--- BEGIN Source text ---

While the US has focused much of its military attention on Kenya because of its increased exposure to Islamic terrorism, and on the Horn of Africa and adjacent areas because of the various conflicts and security threats in that region, it has also steadily increased its presence and/or influence elsewhere on the continent. The US also has an interest in energy resources in the Horn of Africa, most notably in Djibouti while it is closely mitoring oil exploration in Ethiopia. The Horn of Africa is also very close to the rich oilfields of the Arabian Peninisula.

The bulk of the US African military presence – estimated at around 3,600 troops – is concentrated in the capital city of Djibouti as AFRICOM’s Combined Joint Task Force – Horn of Africa. These US troops are stationed in the US Naval Expeditionary Base at Camp Lemonnier, a former French Foreign Legion base. From this base the US military says it provides mostly humanitarian and developmental support in the region, but security and counter-terrorism objectives are also high on the agenda with the US task force regularly engaging in training and military exercises.

With Djibouti’s President Ismail Omar Guelleh himself having been the target of terrorism in the past, he takes a proactive stance against terrorism which accommodates the US’ global strategy of “war on terrorism” nicely. It is from here that the US monitors and acts against terrorist organisations and operatives in the Horn of Africa, East Africa and especially Yemen, the latter located on the Arabian Peninsula just across a narrow strip of sea in the Gulf of Aden.

Trained by the Somali National Security Service and the French Secret Service, Guelleh became the head of his country’s security agency under his uncle’s regime and now rules with an iron fist, making use of a mixture of divide and rule tactics, intimidation and repression. Although a multi-party democracy in theory, Djibouti is pretty much a de facto one-party state where little opposition to the ruling regime is tolerated.

--- END Source text ---
--- BEGIN Given records ---

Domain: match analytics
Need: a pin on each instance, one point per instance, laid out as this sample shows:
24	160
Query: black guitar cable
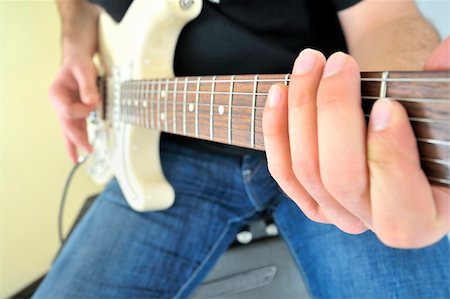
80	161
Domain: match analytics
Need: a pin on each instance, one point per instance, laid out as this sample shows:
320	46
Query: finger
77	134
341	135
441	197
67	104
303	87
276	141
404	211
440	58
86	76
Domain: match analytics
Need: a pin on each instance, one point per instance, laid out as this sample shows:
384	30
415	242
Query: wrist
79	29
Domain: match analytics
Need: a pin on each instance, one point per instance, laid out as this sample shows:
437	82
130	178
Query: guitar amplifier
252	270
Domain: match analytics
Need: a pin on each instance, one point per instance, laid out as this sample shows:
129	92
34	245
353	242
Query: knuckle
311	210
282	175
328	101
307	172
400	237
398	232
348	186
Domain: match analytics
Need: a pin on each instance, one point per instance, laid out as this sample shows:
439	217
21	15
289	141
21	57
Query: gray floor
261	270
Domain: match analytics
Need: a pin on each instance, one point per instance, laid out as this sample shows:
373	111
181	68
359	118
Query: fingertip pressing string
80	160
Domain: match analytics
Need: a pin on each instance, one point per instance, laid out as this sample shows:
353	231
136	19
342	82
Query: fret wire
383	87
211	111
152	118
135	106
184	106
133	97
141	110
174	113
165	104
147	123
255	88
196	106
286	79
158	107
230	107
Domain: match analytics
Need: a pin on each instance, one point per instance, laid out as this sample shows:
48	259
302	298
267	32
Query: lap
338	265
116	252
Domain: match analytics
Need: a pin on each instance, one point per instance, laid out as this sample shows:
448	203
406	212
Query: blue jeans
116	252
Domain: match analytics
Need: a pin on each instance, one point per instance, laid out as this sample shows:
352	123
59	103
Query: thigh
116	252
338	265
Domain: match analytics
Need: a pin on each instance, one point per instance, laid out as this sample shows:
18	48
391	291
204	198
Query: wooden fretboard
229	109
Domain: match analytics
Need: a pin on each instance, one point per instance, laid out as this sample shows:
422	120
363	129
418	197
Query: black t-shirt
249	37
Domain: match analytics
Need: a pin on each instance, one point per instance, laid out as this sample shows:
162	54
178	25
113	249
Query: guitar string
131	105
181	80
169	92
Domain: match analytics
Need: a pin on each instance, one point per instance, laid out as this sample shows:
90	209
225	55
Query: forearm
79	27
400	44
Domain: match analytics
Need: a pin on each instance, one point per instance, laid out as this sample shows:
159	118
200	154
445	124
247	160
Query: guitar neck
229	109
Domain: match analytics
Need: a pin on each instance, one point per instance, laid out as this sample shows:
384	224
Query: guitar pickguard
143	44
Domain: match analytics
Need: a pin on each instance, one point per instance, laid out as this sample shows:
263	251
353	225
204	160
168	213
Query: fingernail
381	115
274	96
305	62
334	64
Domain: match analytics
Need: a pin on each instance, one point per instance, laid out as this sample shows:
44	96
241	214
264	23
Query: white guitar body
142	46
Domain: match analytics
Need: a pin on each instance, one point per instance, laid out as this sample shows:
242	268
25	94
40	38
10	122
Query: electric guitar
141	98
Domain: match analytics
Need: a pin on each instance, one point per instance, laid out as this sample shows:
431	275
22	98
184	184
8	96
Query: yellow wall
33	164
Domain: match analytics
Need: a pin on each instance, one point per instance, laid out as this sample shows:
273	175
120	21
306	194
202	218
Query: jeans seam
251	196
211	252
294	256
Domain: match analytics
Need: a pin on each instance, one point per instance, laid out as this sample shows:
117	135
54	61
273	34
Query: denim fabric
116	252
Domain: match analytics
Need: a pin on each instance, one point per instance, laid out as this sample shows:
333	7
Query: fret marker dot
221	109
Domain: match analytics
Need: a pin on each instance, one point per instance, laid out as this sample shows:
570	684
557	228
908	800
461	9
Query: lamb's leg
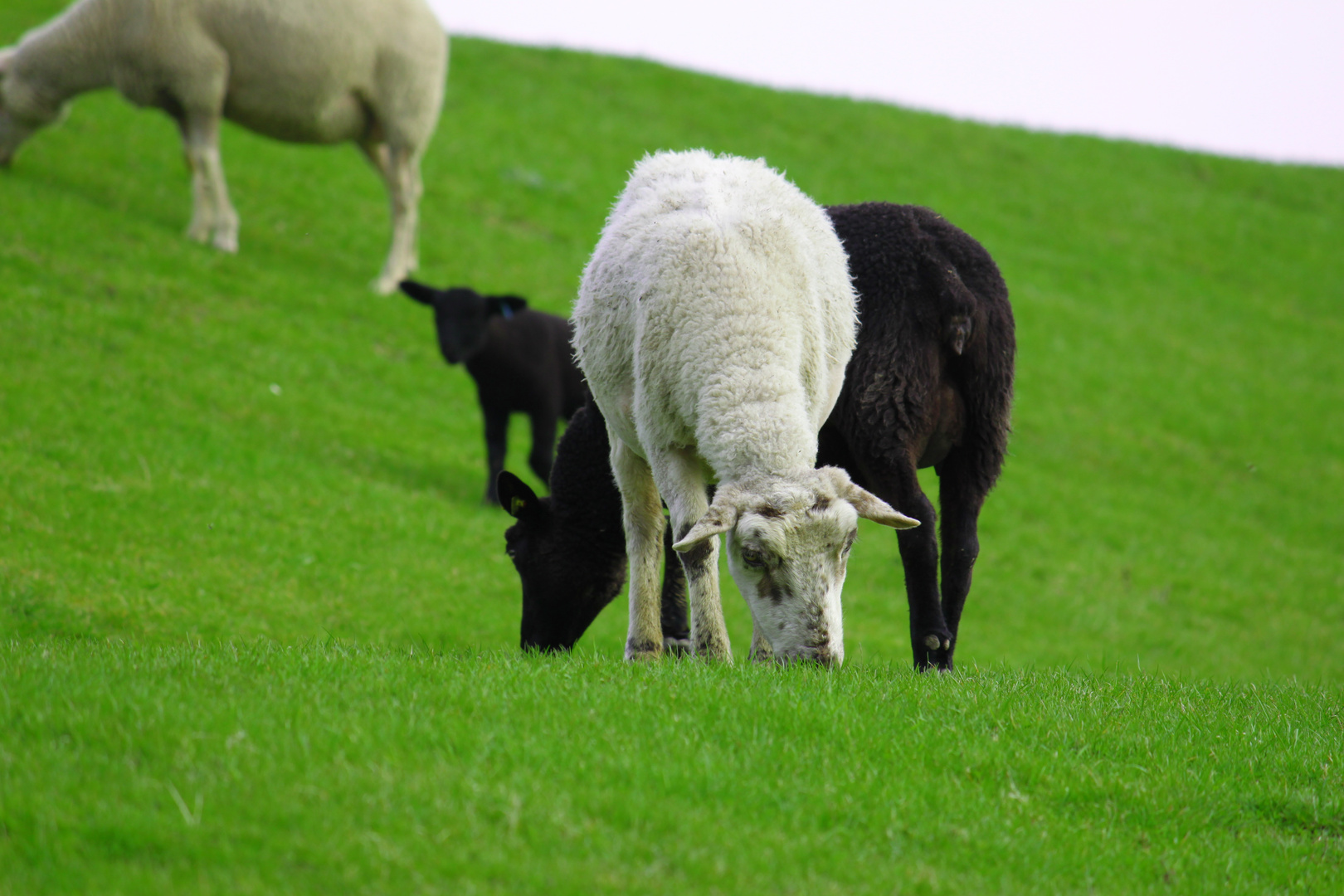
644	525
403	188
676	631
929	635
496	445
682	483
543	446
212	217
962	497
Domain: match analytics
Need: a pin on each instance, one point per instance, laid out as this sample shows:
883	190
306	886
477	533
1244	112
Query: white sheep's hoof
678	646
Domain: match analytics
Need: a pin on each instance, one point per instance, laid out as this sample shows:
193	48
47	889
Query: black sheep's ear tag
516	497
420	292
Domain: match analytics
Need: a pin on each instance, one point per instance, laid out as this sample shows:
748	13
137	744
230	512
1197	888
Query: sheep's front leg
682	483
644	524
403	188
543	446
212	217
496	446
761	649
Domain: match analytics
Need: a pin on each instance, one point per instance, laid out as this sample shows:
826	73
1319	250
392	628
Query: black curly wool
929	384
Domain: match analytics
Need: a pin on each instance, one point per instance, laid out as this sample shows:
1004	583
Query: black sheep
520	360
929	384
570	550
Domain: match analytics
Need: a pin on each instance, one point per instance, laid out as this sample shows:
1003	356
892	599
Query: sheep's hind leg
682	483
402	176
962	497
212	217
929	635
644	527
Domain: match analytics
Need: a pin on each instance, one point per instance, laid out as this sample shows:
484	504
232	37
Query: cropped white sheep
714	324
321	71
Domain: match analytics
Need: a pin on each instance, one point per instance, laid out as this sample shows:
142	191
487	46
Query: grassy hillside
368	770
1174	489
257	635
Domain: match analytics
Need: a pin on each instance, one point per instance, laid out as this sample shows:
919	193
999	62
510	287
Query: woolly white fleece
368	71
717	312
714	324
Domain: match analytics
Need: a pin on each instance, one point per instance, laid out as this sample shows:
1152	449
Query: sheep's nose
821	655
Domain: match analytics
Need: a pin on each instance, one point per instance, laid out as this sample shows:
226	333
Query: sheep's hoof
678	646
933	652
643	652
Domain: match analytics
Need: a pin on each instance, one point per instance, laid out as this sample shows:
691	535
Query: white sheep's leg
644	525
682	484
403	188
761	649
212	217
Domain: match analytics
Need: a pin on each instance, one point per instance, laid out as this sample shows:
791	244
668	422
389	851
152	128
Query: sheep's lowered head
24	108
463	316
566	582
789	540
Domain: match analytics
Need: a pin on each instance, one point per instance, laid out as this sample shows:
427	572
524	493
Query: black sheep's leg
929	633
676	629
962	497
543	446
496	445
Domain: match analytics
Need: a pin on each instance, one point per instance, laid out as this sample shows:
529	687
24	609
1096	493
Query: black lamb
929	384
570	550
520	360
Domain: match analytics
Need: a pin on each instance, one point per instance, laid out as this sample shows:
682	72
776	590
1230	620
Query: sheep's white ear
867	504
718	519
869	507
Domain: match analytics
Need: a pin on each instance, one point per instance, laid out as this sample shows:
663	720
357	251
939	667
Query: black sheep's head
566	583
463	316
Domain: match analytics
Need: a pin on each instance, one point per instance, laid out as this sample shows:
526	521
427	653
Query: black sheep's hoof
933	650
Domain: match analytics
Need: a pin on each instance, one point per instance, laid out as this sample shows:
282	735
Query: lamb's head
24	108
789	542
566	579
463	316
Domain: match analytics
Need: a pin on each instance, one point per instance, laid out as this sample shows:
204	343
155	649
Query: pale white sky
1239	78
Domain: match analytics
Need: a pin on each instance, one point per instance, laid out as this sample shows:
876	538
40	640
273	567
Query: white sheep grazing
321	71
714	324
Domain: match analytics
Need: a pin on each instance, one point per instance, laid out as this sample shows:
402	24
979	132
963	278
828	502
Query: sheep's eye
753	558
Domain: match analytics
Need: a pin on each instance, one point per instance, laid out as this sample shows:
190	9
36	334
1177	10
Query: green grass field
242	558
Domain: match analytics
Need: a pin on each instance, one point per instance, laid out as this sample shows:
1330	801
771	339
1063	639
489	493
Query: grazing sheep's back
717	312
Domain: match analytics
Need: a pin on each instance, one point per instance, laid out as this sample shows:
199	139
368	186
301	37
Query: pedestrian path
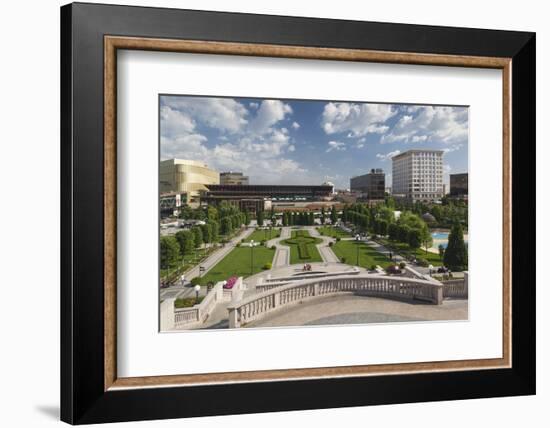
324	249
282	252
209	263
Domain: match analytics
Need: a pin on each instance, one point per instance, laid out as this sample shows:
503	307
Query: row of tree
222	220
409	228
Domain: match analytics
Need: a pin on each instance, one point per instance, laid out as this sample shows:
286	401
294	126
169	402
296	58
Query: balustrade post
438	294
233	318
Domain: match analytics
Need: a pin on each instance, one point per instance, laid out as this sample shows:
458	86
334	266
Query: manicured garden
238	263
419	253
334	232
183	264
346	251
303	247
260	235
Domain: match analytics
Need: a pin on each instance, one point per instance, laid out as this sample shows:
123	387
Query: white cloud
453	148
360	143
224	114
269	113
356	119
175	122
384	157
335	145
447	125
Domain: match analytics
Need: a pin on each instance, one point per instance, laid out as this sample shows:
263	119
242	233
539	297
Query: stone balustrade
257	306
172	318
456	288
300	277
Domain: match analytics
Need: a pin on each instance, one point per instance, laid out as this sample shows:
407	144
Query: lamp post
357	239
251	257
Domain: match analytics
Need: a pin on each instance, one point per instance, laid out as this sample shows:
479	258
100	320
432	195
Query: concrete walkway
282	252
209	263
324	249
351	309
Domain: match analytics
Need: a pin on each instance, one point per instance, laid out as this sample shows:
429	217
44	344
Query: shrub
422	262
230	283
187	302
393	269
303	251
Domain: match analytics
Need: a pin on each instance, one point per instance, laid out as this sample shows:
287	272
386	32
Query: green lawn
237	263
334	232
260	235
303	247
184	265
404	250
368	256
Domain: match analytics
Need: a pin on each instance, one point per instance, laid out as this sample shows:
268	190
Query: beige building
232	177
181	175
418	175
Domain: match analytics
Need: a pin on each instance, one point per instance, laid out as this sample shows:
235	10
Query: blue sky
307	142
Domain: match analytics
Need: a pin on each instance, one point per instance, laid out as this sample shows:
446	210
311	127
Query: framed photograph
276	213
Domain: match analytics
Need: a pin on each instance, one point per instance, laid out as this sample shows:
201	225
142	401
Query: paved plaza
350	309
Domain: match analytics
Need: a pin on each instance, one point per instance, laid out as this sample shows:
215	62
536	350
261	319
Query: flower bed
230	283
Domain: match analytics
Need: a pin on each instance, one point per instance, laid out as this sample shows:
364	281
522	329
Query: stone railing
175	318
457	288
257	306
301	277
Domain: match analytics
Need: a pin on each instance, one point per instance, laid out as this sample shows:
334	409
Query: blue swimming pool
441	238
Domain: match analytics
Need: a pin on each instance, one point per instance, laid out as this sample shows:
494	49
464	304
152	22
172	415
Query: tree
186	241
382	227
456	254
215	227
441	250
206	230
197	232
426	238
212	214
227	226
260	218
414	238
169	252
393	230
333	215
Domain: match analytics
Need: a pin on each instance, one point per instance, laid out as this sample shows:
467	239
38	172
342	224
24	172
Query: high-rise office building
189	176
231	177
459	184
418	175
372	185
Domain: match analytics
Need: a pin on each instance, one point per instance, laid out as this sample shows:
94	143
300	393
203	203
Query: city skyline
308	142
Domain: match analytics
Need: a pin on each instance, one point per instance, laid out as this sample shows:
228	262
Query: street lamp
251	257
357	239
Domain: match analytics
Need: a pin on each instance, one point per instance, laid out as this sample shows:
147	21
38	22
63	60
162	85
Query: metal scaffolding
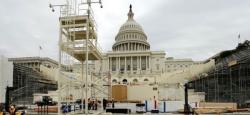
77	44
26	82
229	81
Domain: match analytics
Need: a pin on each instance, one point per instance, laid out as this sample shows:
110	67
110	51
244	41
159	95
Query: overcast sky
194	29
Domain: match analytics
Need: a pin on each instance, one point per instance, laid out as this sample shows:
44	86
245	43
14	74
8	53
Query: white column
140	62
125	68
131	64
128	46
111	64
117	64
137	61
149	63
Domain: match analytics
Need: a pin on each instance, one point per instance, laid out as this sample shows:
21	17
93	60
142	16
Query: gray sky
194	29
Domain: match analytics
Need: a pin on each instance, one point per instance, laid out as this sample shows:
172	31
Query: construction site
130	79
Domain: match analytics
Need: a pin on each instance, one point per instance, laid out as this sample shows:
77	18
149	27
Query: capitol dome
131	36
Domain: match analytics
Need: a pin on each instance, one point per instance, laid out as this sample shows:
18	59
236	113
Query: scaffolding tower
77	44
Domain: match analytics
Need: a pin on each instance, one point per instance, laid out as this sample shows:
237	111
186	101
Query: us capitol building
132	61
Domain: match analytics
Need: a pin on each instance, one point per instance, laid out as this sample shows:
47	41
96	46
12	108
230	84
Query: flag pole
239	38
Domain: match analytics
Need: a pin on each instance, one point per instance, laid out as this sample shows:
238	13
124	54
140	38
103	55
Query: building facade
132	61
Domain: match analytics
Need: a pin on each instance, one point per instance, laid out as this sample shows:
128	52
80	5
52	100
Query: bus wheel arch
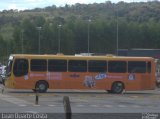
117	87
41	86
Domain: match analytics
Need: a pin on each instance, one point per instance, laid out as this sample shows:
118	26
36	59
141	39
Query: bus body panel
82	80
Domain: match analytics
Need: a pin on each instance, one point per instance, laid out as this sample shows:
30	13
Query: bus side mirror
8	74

--- END Given records ---

Challenge 1 —
Answer these about the text on the US military presence in Djibouti:
(a) About how many US troops are estimated to be based in Djibouti?
(b) What was Camp Lemonnier before it became a US base?
(c) Which two services trained Guelleh?
Challenge 2 — Carry on the text about the US military presence in Djibouti, starting after its last sentence.

Response 1 —
(a) Around 3,600 troops.
(b) A French Foreign Legion base.
(c) The Somali National Security Service and the French Secret Service.

Response 2 —
Djibouti’s geopolitical and security significance for the US is its close proximity to trouble spots in the Horn of Africa and the Arabian Peninsula, its good relations with Yemen, its close proximity to Arab oil resources, its strategic maritime location between the Red Sea and the Arabian Sea, and the availability of replenishment and operational facilities for US warships and airplanes, among other things.

The US maintains good relations with Yemen and has refrained from intervening in President Ali Abdullah Saleh’s bloody repression of a popular uprising against his rule since February this year. Yemen has an oil-based economy but is is anticipated that its oil reserves will be depleted by 2017, after which the US expects economic collapse and accompanying social upheavals.

Despite security threats to the US emanating from Yemen, President Obama and the US military have said they have no plans to send US forces to Yemen. Instead they are keeping them in Djibouti. But Yemen’s geopolitical significance regarding its oilfields and strategic maritime location, are keeping it within the US sphere of strategic interests and the Obama administration has increased military aid to the country, the same as it has done in Djibouti.

The decision to do so may have something to do with US oil interests and its strategic influence in the Arab world being threatened by popular uprisings in a number of Arab states, but probably also with the fact that China is trying hard to increase its influence and presence in this region on both sides of the Gulf of Aden.

The increased US military presence in and military aid to Djibouti, Ethiopia, Uganda and Kenya has also allowed the US military to effectively establish a ring of fire around Somalia where its main target is al-Shabab with its alleged al-Qaeda links.

Al-Shabab is fighting to overthrow the transitional government in Somalia and is listed as a terrorist organisation by the US, Britain, Australia and several other Western countries. It has training links with elements in Afghanistan, and has been responsible for a bloody terrorist attack in Kampala, Uganda, and also the frequent abduction of foreigners from Kenya, among other things.

The organisation has recently grown bolder in its activities, something that may have prompted greater US involvement in the region. The US has in the past targeted its leaders, with at least one prominent leader killed in a US missile attack on the Arabian Peninsula.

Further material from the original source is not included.